▶ PASSAGE TO READ
↓↓↓
Pax CEO responds to ‘misleading’ NHBR article
Bob Sanders’ article (“How Pax came to alter its investment rules”) in the Aug. 15-28 issue of NHBR purports to address investments by Pax World in military contractors against the backdrop of a recent SEC settlement involving compliance issues in the 2001-2005 time period.
If your readers are interested in the facts of the settlement, detailed information can be obtained on the Pax World Web site (paxworld.com), including links to the SEC order itself. I would encourage anyone who has read Mr. Sanders confusing, inaccurate and misleading piece to do so. The settlement was reported in a number of publications, but this is the first time I have felt the need to broadly correct the record through a letter to the editor.
Mr. Sanders conflates the issues involved in the SEC settlement with Pax World investments today, thereby suggesting that Pax World is somehow violating its current criteria against investing in companies that are significantly involved in the manufacture of weapons. We are not, and Mr. Sanders knows that we are not, because I am familiar with the information we provided to him. Notwithstanding this, his article labors mightily to leave the opposite impression.
To correct the record: The SEC order involved claims that during the 2001-2005 time period, Pax World, as a result of inadequate compliance controls, mistakenly purchased a small number of securities that violated criteria then in place, which have since been modified, including screens against investing in weapons manufacturers and military contractors.
Pax World no longer employs a screen against “military contractors” per se. If a company supplies food or medicine or pharmaceuticals or other non-lethal products and services to our troops, we may invest in such a company so long as it otherwise satisfies our financial, environmental, social and governance criteria. What we do seek to avoid investing in is weapons, and specifically, in companies that are significantly involved in the manufacture of weapons, and we use various criteria for determining “significance,” including but not limited to the percentage of company revenues derived from such activities.
↑↑↑
▶ DATASET EXCERPTS
↓↓↓
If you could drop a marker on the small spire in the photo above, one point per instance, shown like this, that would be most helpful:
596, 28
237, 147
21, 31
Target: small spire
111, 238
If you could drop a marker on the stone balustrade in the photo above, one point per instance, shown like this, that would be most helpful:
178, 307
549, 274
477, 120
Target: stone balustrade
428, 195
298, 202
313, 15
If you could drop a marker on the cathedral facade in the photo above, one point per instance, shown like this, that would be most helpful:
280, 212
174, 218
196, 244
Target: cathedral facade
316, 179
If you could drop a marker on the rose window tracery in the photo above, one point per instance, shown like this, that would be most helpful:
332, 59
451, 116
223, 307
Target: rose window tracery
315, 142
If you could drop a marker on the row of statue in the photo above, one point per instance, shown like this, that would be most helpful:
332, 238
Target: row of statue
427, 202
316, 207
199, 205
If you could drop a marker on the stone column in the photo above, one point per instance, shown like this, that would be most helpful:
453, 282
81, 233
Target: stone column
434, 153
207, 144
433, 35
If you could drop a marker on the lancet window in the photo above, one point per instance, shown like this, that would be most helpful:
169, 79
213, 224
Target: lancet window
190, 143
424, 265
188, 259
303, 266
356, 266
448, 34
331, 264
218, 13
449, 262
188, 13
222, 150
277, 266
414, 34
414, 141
↑↑↑
▶ TASKS FOR THIS EXERCISE
• 1. Summarize the Pax CEO's letter about the NHBR article in two sentences.
• 2. According to the Pax CEO's letter, what is one criterion Pax World uses to decide whether a company's involvement in weapons manufacture is "significant"?
• 3. Write a continuation of the Pax CEO's letter about the NHBR article, starting after its last sentence.
The entries are not needed for any of this work.

▶ ANSWERS IN ORDER
• 1. The Pax World CEO calls Bob Sanders' NHBR article confusing, inaccurate and misleading for suggesting that Pax World is now violating its criteria against investing in companies significantly involved in the manufacture of weapons. He explains that the SEC order dealt with a small number of securities mistakenly bought in 2001-2005 because of inadequate compliance controls, and that Pax World no longer screens out military contractors as such but still seeks to avoid significant weapons manufacturers.

• 2. The percentage of company revenues derived from such activities.

• 3.
Mr. Sanders talks about “investing tens of millions in contractors that do billions of dollars in contracts with the U.S. Defense Department,” without providing any back-up and without clarifying whether he is referring to the 2001-2005 time period or insinuating that Pax World is somehow investing in inappropriate companies today.
He asks whether technology services provided by Dell Computer and IBM to the Defense Department really “have nothing to do with weapons and combat?” Mr. Sanders doesn’t know, and makes no effort to find out, but the answer he wants his readers to infer is obvious. (In fact, as I understand it, Dell’s fiscal 2007 sales to DOD accounted for 1.2 percent of its revenue while IBM’s 2006 DOD contracts totaled approximately $291 million, and KLD Research & Analytics, upon whom we rely for some of our research in this area, reports that it does not consider such products and services to be weapons-related in either case.)
In another instance, we provided detailed factual information to Mr. Sanders about AECOM, another investment he cites, which he simply ignores (and then quotes me out of context) in order to, once again, leave the impression with his readers that Pax World is somehow violating its own standards today.
I have found that investors, brokers, financial advisers and others who have actually taken the time to read the SEC order (which cites Pax World’s cooperation and remediation efforts), as well as Pax World’s response to the order, and to understand the facts and context of the settlement, have been more than fair. I’m afraid I can’t say the same about Mr. Sanders’ article.
Joseph F. Keefe is president of Pax World Management Corp.